▶ _What the exercise asks_: Find every line in the items below that contains the word "surface" and copy each of those lines out.
--- Begin Excerpted data ---
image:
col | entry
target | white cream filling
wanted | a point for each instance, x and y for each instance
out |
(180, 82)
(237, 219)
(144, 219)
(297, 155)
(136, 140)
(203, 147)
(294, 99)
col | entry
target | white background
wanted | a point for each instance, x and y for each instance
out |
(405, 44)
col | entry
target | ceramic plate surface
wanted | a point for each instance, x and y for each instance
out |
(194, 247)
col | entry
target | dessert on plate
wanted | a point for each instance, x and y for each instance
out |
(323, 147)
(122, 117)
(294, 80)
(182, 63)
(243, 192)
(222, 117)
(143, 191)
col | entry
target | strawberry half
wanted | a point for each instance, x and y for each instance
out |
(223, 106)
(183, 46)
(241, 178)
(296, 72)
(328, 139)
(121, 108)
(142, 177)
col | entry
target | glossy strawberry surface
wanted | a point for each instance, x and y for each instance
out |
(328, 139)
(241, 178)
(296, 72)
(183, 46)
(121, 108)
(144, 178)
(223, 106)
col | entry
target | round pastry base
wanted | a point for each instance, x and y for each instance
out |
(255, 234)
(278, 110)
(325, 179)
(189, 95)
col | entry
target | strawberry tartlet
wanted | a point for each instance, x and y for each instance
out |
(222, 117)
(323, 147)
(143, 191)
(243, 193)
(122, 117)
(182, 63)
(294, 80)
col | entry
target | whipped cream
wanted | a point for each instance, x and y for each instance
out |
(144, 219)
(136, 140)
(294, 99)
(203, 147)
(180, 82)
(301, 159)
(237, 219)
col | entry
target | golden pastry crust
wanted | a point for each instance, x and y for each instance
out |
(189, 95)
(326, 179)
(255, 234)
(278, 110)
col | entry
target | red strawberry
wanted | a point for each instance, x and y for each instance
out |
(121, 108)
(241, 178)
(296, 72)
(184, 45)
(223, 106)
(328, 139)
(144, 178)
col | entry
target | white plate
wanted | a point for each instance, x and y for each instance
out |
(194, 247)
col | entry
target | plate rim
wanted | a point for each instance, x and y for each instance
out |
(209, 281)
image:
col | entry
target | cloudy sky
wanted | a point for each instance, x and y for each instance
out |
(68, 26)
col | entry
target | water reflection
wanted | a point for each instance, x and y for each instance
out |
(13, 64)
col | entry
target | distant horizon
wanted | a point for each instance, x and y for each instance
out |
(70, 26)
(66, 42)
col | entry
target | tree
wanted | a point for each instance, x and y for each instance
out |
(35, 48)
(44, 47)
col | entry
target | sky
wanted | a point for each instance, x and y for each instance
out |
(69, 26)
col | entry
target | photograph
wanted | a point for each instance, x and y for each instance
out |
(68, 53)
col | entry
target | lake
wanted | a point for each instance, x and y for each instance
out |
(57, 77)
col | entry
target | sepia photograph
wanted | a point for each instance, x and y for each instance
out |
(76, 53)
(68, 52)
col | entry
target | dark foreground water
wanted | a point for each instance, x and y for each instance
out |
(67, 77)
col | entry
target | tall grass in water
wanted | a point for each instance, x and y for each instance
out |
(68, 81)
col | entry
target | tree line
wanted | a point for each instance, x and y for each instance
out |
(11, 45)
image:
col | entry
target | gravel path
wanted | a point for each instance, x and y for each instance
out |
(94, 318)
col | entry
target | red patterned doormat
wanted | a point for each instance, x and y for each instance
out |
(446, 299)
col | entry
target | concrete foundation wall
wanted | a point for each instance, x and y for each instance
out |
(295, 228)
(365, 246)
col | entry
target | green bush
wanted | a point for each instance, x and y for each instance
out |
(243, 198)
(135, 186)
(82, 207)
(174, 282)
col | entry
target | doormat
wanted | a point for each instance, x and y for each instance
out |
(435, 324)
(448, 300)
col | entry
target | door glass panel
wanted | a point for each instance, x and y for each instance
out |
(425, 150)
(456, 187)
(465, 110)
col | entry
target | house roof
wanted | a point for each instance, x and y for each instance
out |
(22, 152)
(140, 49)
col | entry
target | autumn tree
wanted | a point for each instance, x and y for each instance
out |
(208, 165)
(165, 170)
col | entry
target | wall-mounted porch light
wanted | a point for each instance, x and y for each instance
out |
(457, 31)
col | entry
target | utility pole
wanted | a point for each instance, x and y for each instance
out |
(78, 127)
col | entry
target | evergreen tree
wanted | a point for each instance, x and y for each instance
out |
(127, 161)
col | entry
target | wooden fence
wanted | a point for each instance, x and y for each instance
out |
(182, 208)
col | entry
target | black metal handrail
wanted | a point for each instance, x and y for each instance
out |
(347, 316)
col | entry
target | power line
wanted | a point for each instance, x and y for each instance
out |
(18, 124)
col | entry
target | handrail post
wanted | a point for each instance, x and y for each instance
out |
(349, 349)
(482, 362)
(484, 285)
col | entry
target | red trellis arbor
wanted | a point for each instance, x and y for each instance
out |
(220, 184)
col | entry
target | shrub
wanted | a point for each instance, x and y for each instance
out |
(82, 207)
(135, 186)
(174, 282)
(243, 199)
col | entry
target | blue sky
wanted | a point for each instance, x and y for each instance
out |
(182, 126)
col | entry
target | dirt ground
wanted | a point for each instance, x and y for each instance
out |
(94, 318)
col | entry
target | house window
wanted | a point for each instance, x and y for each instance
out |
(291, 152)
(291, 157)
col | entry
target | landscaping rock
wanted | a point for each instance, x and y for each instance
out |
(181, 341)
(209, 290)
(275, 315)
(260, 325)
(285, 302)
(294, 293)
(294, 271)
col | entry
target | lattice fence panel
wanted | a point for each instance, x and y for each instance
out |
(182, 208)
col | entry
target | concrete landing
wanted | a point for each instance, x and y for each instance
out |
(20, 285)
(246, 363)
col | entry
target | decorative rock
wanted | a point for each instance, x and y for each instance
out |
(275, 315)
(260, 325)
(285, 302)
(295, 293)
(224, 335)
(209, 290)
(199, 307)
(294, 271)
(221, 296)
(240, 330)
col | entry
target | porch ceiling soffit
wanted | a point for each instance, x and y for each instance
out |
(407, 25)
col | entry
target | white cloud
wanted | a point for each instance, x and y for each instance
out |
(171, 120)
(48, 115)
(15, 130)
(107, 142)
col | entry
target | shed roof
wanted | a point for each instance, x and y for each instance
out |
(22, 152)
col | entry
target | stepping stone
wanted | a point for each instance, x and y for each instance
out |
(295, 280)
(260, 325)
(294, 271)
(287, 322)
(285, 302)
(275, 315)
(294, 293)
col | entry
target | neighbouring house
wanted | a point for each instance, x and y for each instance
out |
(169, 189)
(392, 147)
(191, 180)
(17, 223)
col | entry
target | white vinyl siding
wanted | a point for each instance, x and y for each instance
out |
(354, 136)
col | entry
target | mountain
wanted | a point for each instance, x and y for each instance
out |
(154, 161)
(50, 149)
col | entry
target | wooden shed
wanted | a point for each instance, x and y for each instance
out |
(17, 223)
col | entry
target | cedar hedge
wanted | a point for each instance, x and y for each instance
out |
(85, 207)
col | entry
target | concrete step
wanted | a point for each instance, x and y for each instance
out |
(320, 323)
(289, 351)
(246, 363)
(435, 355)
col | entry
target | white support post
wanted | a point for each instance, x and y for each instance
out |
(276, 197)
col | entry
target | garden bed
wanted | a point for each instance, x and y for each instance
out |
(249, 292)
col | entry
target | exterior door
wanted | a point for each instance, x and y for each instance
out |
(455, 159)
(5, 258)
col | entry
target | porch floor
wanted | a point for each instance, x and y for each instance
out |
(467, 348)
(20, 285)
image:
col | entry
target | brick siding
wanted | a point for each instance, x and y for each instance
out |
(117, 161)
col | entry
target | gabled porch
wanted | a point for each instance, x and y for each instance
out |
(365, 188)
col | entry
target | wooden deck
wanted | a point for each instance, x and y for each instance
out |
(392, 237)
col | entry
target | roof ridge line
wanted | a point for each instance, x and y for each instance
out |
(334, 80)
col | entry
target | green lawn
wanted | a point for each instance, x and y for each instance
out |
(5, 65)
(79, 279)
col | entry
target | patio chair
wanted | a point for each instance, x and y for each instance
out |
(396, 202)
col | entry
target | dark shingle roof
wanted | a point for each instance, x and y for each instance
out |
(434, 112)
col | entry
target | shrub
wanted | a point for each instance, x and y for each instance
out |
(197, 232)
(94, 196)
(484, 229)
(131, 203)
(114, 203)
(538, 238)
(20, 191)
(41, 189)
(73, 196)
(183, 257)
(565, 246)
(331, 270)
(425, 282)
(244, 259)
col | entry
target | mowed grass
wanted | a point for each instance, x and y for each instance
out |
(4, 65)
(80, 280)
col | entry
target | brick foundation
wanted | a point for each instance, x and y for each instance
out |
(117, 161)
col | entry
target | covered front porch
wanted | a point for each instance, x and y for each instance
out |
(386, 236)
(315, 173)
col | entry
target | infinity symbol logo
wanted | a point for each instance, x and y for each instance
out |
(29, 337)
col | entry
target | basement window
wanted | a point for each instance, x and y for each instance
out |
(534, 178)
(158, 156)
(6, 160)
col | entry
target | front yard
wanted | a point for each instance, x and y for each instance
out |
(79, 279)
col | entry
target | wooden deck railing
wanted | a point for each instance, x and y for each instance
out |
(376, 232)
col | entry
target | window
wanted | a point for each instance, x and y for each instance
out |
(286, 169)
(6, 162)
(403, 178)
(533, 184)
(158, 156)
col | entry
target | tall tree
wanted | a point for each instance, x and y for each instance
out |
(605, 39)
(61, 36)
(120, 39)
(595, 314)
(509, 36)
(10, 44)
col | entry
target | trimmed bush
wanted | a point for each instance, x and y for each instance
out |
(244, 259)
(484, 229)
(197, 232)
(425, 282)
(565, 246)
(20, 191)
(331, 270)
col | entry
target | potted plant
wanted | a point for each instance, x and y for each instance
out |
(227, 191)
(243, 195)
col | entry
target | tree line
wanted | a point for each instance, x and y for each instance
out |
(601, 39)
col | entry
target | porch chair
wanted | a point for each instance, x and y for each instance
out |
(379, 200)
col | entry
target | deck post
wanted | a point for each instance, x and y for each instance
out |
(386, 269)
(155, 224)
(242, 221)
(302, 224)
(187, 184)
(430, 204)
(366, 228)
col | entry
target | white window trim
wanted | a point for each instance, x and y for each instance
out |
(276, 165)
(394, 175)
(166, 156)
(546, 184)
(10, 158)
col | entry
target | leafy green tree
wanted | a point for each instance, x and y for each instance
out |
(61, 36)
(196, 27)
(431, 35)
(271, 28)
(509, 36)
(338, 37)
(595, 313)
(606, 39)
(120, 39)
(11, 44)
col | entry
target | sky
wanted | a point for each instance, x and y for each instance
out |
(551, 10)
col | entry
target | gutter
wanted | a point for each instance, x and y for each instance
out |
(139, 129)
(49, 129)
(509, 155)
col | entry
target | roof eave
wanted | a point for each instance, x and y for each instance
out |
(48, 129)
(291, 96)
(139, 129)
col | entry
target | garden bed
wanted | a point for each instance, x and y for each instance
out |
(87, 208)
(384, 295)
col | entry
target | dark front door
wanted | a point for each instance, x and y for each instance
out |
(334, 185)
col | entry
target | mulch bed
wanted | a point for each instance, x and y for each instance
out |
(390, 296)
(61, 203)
--- End Excerpted data ---
▶ _Final result_:
target | ceramic plate surface
target | glossy strawberry surface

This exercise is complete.